*What to do*
• A. For the passage on parenting a struggling teen, decide whether each statement below agrees with it, answering yes or no and quoting the words that settle it. (i) The passage offers a single rule of thumb for when someone is ready to seek help. (ii) The passage has the teen still setting the speed and direction while the parent gives input. (iii) The passage says most teens still regard getting help as weak or bad.
• B. Pick up the passage on parenting a struggling teen after its final sentence and keep writing in the same voice.

[[ Extract, beginning ]]

I must fix you! I must fix you! I must fix you! I must fix you!
At least that’s what your teenager hears and sees. They feel smothered, attacked, made wrong and broken.
It became your day-to-day obsession, your breath in, your breath out, your food because you saw them spiralling out of control. Now, you’re past being part of the solution. You’re emotionally exhausted and stressed out and you’ve entered a phase of codependence.
“Your fixation to caretake. fix or give advice negatively impacts your physical/mental health, your finances, your job, and your relationship.”
It came from every good intention you ever had in every cell in your body. And yet you lost yourself in the process and now your own mental health is starting to decline.
Acknowledging the issue isn’t the same as being ready for help.
If you confide in someone that you’re struggling below the surface, you’ve likely been thinking about the situation for a LONG time. It can be hard to admit to yourself, let alone have those words see the light of day as they leave your lips toward the ears of another person. In that moment, they have more weight. A lot more weight because of the courage it took to even say them and be speaking the words out loud, they may be true.
Jumping into action isn’t always the best move.
As the wildly action-oriented, highly caring, empathetic, most loving parent anyone could ever have, you did what it took to get help. That’s what made sense.
There’s a difference between being ready to share the issue and being ready to seek and receive help and that distinction is different for every situation, so there’s no ‘rule of thumb’. What I know for sure is this:
If it’s not YOUR issue, it’s not YOUR solution or YOUR timeline.
If you try to take the wheel (cause maybe Jesus is taking too long) on your teen’s life, you’re going to crash your own car that doesn’t have the Tesla autopilot feature. AND, your teen will resent you every step of the way, even if you’re doing all the right things.
Try riding shotgun.
Taking a collaborative approach to finding support works best. Your teen is still driving, determining the speed and direction, but you have input from the passenger seat when they need you.
First, let your teen know they’re not broken. So many teens already think that when they’re struggling so dispelling that myth is a huge start. Then, normalize getting help because most teens still think it’s weak or bad. You can create a list of professionals for your teen to set up interviews with, or they may ask you to set up those times.

[[ Extract, end ]]
[[ Extracted material, beginning ]]

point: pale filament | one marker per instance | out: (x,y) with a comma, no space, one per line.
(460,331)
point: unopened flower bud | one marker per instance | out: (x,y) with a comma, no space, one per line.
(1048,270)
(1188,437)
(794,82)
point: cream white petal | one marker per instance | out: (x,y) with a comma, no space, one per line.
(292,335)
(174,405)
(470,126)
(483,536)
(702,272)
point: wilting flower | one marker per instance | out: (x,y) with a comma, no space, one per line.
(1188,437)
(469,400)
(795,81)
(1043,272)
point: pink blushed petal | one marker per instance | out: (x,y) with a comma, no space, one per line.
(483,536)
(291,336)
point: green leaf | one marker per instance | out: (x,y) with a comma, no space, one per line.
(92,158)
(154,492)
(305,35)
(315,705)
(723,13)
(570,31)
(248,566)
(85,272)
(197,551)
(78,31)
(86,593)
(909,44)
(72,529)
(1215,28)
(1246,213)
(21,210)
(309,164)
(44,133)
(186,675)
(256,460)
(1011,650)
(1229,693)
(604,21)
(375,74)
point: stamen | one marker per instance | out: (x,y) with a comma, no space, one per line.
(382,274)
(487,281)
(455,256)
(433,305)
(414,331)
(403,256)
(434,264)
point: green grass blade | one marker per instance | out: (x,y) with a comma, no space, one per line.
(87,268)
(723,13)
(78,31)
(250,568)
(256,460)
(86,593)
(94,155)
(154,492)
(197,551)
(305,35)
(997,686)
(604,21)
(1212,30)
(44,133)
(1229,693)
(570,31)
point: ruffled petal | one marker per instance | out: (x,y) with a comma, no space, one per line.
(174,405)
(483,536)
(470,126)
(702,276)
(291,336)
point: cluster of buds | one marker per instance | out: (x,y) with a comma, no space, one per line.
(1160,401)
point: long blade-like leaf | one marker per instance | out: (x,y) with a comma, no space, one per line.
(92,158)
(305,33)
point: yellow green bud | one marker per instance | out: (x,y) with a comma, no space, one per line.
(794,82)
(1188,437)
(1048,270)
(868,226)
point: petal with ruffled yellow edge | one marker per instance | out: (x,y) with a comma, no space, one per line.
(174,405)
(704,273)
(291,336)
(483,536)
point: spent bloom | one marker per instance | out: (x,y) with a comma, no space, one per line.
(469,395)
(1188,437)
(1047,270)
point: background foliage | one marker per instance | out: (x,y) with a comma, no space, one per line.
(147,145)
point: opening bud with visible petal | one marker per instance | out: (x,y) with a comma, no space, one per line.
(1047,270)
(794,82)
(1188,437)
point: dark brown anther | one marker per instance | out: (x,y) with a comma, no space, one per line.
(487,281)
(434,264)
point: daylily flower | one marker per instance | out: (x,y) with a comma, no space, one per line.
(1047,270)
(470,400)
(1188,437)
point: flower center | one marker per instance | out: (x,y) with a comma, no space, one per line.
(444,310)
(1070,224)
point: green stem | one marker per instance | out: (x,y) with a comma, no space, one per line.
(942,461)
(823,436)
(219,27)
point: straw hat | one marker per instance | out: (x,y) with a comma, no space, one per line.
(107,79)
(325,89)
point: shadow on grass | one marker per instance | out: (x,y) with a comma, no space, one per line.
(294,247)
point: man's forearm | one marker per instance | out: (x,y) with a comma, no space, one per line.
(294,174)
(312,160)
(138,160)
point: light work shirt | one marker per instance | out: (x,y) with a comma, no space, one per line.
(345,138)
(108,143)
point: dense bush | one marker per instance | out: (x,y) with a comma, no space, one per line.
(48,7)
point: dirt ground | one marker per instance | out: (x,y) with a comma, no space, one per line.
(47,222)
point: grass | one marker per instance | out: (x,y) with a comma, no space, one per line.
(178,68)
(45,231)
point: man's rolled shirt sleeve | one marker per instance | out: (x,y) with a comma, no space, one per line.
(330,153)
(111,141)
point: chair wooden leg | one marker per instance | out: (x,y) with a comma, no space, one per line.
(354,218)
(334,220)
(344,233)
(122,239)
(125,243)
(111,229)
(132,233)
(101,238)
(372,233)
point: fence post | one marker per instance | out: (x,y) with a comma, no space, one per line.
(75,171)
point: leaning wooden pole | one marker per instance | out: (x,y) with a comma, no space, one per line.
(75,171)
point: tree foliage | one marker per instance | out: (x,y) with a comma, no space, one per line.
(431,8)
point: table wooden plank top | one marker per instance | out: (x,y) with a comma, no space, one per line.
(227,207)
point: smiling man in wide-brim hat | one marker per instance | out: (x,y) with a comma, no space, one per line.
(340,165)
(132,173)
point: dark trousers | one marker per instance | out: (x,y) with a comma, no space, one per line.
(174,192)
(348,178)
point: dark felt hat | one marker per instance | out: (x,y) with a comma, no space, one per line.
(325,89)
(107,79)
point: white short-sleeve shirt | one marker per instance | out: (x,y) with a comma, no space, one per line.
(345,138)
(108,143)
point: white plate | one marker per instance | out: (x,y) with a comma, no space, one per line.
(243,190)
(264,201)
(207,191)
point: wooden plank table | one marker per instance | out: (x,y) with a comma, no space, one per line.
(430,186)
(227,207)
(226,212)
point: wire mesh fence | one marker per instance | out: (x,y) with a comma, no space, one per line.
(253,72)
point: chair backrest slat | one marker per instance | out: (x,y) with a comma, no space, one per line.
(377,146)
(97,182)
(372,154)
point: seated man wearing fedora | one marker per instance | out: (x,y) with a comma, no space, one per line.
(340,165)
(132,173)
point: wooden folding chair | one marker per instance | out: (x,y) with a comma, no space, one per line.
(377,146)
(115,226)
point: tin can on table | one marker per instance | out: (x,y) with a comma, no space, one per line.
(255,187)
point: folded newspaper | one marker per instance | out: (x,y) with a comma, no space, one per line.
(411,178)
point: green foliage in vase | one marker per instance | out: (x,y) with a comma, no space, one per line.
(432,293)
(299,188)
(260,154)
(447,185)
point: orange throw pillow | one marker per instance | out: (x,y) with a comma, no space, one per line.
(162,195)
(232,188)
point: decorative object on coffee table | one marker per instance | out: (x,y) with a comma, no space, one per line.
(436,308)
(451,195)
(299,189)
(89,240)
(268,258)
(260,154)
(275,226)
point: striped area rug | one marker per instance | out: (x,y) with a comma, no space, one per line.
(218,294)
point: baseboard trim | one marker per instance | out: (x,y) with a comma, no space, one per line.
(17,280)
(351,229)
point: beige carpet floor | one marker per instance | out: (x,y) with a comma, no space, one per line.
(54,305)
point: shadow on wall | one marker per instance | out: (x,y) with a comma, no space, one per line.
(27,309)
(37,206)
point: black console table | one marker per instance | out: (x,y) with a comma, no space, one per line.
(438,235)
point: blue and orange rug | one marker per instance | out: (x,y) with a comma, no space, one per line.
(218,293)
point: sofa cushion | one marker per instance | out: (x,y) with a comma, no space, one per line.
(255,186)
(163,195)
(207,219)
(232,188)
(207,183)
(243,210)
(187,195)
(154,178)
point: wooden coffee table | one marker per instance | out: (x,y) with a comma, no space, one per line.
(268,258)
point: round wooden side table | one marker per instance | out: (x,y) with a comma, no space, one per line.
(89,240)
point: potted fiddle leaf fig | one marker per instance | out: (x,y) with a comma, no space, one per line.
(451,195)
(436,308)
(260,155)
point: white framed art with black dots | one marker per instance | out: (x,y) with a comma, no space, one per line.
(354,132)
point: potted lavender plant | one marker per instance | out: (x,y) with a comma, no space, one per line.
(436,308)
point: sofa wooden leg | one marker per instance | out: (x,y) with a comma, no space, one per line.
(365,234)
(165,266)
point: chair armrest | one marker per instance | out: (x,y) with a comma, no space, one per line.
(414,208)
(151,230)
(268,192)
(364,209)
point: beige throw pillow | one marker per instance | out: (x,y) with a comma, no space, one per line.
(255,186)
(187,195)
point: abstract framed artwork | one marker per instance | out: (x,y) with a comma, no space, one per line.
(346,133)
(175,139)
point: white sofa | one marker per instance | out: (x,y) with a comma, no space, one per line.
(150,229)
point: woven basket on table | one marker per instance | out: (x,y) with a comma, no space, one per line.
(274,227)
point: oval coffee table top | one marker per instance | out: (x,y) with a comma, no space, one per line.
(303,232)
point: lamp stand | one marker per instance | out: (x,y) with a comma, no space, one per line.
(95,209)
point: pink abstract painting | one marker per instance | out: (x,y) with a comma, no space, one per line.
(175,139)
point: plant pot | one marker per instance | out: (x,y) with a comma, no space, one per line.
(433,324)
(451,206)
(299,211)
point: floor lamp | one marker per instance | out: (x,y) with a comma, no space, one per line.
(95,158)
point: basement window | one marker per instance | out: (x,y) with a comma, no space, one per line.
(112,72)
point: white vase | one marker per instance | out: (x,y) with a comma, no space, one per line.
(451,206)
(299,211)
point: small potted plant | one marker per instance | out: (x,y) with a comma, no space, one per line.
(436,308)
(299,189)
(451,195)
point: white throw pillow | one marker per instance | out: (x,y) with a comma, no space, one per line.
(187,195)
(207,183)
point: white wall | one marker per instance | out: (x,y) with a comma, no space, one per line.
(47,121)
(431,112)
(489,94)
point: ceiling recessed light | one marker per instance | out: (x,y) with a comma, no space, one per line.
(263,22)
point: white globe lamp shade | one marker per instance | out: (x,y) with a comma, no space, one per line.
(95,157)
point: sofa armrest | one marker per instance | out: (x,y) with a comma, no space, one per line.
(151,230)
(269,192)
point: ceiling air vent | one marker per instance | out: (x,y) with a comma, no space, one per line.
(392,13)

[[ Extracted material, end ]]

*Results of the tasks*
• A.
(i) No: "so there’s no ‘rule of thumb’"
(ii) Yes: "Your teen is still driving, determining the speed and direction"
(iii) Yes: "most teens still think it’s weak or bad"

• B.
Keep the conversation going as your teen chooses the right person to work with and how often. Just remember this. You’re on a road trip, a long one. Mental health is a journey and expecting a destination or version of ‘healed’ will have the wheels fall off.
There are situations where children are too young or in such a desperate state of coping that they are not in a position to self-advocate and get their own support. Staying in conversation and regularly checking in with lots of listening is key.
Don your own mask.
In Sheryl Sandberg’s book, “Option B”, which she wrote after suddenly losing her husband Dave, she talks about the importance of supporting the support. Her experience as primary support to her children made it clear she needed her own support.
Whether your teen is struggling in some way or you’re in the normal and challenging adolescent years, taking care of yourself has never been more important. Who are your support people? Do you have relationships you can share openly without judgment or would seeking a professional from time to time be a better fit? If you don’t already have a self-care routine or habits, this is a great time to start.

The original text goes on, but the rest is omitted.